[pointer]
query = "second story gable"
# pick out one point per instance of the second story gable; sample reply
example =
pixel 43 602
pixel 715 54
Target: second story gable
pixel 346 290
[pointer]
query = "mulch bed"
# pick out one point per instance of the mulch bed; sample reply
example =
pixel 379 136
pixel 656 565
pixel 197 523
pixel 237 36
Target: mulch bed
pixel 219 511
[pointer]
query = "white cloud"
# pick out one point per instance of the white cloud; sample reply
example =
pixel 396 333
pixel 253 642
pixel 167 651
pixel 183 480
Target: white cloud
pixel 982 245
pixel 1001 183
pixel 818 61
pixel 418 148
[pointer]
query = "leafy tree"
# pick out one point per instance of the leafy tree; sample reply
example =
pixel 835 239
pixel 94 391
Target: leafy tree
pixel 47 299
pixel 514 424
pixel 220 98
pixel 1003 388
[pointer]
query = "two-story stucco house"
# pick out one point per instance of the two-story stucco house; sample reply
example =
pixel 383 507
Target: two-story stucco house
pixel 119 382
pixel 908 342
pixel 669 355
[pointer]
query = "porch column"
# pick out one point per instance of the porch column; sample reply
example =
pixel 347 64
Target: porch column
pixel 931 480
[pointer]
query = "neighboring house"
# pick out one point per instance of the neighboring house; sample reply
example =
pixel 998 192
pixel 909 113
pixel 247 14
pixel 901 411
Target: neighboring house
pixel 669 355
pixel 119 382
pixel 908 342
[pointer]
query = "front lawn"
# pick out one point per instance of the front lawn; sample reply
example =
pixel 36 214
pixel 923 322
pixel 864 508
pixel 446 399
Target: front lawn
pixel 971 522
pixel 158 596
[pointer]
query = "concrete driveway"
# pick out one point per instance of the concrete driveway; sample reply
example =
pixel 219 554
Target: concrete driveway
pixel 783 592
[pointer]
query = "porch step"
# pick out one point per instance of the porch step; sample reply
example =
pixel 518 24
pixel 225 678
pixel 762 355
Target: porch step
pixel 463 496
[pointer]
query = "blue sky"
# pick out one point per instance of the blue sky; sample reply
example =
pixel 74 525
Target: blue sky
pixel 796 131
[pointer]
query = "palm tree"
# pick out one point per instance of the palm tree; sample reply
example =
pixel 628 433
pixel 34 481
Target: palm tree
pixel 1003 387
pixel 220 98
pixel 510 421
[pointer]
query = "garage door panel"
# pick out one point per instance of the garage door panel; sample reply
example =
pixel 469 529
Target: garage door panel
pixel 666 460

##############################

To do: Write each entry out again, exactly as it reads above.

Exercise solution:
[pointer]
query = "second story gable"
# pick out one point per instance of the second story gable; sample reply
example =
pixel 43 602
pixel 715 54
Target: second story gable
pixel 346 290
[pointer]
query = "mulch bed"
# pick out one point per instance of the mulch bed; sample reply
example =
pixel 379 136
pixel 656 565
pixel 197 523
pixel 237 36
Target: mulch bed
pixel 219 511
[pointer]
query = "white cloud"
# pick out one point per instance of the white cloud; sample reply
example =
pixel 396 333
pixel 253 642
pixel 167 651
pixel 183 480
Target: white cloud
pixel 982 245
pixel 1001 183
pixel 818 61
pixel 418 148
[pointer]
query = "leafy tree"
# pick out one point per instance of the leafy tree; sample reply
example =
pixel 835 239
pixel 94 391
Target: leafy tree
pixel 47 299
pixel 514 424
pixel 220 98
pixel 1003 388
[pointer]
query = "two-story stucco house"
# pick out one point per instance of the two-story stucco house; sample reply
example =
pixel 383 507
Target: two-story stucco house
pixel 119 382
pixel 908 342
pixel 669 355
[pointer]
query = "porch column"
# pick out one point per instance of the porch column; sample reply
example =
pixel 347 64
Target: porch column
pixel 931 480
[pointer]
query = "neighboring house"
# pick out one point per instance of the neighboring house; sample reply
example =
pixel 998 192
pixel 909 113
pixel 247 14
pixel 901 411
Target: neighboring house
pixel 669 355
pixel 119 382
pixel 908 342
[pointer]
query = "front lawn"
# pick out one point per instance of the front lawn; sample reply
example =
pixel 36 214
pixel 923 322
pixel 864 508
pixel 446 399
Target: front lawn
pixel 971 522
pixel 158 596
[pointer]
query = "concrete driveway"
# pick out one point per instance of the concrete driveway; sample reply
example =
pixel 219 554
Target: concrete driveway
pixel 783 592
[pointer]
query = "porch step"
# pick out one point per instance of the porch step; sample reply
example =
pixel 518 24
pixel 225 678
pixel 762 355
Target: porch step
pixel 463 496
[pointer]
query = "blue sky"
# pick out one point per instance of the blue sky; sample reply
example =
pixel 74 525
Target: blue sky
pixel 796 131
[pointer]
query = "palm tree"
# pick out one point per instance of the palm tree; sample reply
example =
pixel 628 433
pixel 34 481
Target: palm tree
pixel 1003 387
pixel 220 98
pixel 510 421
[pointer]
query = "garage door panel"
# pick out one point per instance of the garage door panel; sample reply
example =
pixel 469 529
Target: garage door panel
pixel 666 460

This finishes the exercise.